- **Texto de partida**

========================================================================

Jajajaja –se ríe ella.
–Sí,
ríete, pero como nos pillen… Está prohibidísimo –argumento yo, siempre temerosa
de las normas y leyes.
–Bueno,
mira… Que les den. Lo de esta gente es que no tiene remedio. En Nueva York me
han insultado por fumar en la calle, esos energúmenos… ¿Y sabes lo que les
grité yo? ¡¡Id a firmar el protocolo de Kioto!!
Nos
reímos las dos a carcajadas llamándoles cabrones y otras lindezas, dejamos las
colillas bien a la vista en el alféizar como un último acto de rebeldía y
salimos casi corriendo para llegar justo a tiempo a la sala donde se celebraba
la cosa. Al cabo de un rato, Marisa me entregó el premio del jurado. O sea, el
de Bob Rafelson.

========================================================================

Filas de una fuente de datos:

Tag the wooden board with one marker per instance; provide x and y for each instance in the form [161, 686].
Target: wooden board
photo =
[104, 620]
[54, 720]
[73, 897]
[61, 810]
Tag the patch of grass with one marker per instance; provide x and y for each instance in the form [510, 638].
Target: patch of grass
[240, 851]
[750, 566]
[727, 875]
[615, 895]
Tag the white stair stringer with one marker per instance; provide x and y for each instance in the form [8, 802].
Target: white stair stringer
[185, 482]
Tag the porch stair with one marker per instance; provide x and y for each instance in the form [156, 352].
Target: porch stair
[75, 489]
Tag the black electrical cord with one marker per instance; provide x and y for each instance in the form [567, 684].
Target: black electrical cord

========================================================================

- **Ejercicios propuestos**
1. Indica si cada afirmación concuerda con el relato del premio y justifica tu respuesta citando literalmente las palabras decisivas del relato.
(a) En Nueva York insultaron a la amiga por fumar en la calle.
(b) Las dos dejaron las colillas escondidas antes de salir.
(c) Marisa entregó el premio del jurado a quien narra.
2. Reproduce fielmente el pasaje del relato del premio que va desde "Jajajaja –se ríe" hasta "protocolo de Kioto!!".
3. Prosigue el relato del premio a partir de su última oración.
Las filas proceden de una fuente distinta.

- **Soluciones**
1.
(a) Sí: «En Nueva York me han insultado por fumar en la calle».
(b) No: «dejamos las colillas bien a la vista en el alféizar».
(c) Sí: «Marisa me entregó el premio del jurado».

2.
Jajajaja –se ríe ella.
–Sí,
ríete, pero como nos pillen… Está prohibidísimo –argumento yo, siempre temerosa
de las normas y leyes.
–Bueno,
mira… Que les den. Lo de esta gente es que no tiene remedio. En Nueva York me
han insultado por fumar en la calle, esos energúmenos… ¿Y sabes lo que les
grité yo? ¡¡Id a firmar el protocolo de Kioto!!

3.
Por
ahí anda el trozo de cristal tallado. No tiene valor y ya casi nadie se acuerda
de ese premio, ni siquiera yo. De aquel día, sin embargo, recordaré a Marisa
encerrada en el baño, su voz resonando en los azulejos americanos. Es ella, la
Paredes, te dices. La voz sale de la memoria, dice que quiere ir al teatro, al
otro lado de la plaza, donde siempre quiso estar. Eso es el éxito.